[Image object location entries]
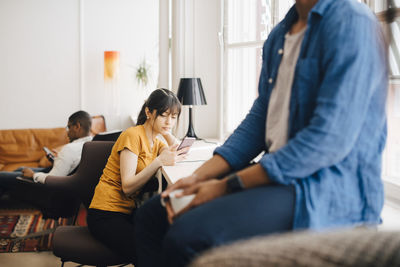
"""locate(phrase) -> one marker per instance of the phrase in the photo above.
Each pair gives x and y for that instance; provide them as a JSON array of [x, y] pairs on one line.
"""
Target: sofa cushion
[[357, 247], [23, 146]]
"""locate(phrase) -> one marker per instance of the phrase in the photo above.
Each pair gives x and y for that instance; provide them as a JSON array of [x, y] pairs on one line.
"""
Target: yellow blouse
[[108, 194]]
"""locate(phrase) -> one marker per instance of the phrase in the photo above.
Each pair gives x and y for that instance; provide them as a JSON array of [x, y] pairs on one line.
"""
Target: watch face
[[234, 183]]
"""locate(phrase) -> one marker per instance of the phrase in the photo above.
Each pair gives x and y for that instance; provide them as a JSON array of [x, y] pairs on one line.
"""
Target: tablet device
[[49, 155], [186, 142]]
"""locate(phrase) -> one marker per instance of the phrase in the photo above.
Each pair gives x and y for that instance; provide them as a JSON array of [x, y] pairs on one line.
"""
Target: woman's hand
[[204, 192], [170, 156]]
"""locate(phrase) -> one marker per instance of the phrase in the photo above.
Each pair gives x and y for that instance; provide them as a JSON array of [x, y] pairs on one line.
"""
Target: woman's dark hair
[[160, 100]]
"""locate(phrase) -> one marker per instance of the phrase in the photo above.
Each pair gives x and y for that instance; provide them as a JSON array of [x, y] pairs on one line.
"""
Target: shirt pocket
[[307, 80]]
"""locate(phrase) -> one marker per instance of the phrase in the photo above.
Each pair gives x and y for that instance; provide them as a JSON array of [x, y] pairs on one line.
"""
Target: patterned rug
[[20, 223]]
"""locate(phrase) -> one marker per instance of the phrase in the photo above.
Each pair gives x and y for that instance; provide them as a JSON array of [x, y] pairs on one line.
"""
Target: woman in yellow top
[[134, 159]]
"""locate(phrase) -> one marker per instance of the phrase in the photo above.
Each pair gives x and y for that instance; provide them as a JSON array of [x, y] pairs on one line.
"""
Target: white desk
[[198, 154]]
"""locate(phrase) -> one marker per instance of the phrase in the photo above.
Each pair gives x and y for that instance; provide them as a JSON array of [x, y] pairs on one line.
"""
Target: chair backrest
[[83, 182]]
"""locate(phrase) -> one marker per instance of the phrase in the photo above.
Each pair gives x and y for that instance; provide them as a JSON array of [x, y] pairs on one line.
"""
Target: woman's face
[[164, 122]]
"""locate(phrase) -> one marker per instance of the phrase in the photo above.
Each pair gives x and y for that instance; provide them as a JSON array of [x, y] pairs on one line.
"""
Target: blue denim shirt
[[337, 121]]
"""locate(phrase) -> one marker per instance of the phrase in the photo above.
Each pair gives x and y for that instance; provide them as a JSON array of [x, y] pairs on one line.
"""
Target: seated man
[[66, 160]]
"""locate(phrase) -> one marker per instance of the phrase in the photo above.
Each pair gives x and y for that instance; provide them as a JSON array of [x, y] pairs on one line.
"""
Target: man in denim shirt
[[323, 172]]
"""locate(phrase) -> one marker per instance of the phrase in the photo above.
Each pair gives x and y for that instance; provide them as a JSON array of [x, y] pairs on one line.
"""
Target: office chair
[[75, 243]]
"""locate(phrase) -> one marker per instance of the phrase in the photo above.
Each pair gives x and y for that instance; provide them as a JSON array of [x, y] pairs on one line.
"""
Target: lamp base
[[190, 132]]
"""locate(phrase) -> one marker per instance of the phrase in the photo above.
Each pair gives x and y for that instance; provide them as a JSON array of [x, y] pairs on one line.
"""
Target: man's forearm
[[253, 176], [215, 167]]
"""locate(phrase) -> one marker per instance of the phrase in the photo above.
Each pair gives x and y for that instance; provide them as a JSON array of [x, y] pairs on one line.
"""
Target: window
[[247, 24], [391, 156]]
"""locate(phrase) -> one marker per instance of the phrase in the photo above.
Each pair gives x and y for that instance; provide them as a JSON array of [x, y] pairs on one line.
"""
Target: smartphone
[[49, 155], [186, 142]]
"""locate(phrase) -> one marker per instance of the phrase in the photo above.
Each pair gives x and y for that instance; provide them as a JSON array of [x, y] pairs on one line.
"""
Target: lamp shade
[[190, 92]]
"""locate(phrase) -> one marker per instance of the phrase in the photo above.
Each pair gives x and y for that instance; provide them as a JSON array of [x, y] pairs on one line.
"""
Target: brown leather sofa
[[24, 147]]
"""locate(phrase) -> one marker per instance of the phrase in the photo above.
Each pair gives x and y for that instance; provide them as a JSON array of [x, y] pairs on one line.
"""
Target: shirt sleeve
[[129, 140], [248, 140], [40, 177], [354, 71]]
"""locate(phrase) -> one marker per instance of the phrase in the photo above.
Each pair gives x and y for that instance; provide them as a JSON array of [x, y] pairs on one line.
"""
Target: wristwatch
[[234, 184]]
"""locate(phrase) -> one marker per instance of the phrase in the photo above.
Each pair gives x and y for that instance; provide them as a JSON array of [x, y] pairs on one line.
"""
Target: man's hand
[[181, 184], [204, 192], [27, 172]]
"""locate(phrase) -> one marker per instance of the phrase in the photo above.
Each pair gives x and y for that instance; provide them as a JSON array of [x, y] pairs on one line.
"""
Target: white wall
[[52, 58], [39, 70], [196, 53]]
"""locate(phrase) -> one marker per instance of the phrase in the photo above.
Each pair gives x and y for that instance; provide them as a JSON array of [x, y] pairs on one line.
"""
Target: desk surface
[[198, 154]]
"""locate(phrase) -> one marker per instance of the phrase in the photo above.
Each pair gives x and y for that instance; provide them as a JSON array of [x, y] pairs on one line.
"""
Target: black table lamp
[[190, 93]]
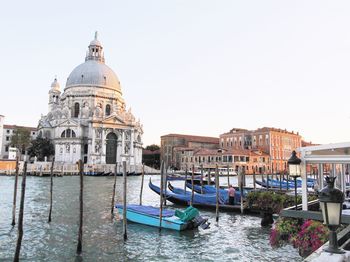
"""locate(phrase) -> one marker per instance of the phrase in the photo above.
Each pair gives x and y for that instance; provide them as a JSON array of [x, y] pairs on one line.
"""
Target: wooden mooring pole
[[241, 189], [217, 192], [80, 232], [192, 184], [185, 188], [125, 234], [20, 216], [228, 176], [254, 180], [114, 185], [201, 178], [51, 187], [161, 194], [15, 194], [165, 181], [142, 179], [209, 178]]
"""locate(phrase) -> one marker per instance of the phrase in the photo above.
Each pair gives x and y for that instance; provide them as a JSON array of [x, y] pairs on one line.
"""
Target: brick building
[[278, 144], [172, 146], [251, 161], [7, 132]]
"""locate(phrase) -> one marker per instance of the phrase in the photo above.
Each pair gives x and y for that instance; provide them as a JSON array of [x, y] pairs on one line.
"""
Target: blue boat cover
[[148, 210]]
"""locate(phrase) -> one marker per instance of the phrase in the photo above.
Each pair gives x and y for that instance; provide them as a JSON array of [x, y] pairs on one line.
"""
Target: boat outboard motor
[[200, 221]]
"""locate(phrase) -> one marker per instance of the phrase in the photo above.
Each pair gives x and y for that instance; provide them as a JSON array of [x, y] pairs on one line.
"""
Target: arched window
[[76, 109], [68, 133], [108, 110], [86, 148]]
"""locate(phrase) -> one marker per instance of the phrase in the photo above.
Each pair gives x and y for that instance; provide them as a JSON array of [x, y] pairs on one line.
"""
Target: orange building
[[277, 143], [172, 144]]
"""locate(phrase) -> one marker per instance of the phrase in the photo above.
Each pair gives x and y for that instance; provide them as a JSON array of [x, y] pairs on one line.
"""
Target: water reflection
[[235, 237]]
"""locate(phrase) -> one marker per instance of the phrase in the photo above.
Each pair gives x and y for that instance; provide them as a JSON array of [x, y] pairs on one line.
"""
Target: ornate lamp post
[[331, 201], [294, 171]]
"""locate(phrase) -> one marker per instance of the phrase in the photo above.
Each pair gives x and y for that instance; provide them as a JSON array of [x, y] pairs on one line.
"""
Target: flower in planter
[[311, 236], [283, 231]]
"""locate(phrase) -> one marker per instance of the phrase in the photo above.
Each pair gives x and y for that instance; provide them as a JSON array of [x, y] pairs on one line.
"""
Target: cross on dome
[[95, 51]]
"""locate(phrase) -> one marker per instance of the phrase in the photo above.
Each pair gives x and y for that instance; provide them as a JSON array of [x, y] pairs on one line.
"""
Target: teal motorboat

▶ [Given request]:
Please count the lines above that contain the string "white", with case counting. Give only the number.

▶ [Exercise response]:
2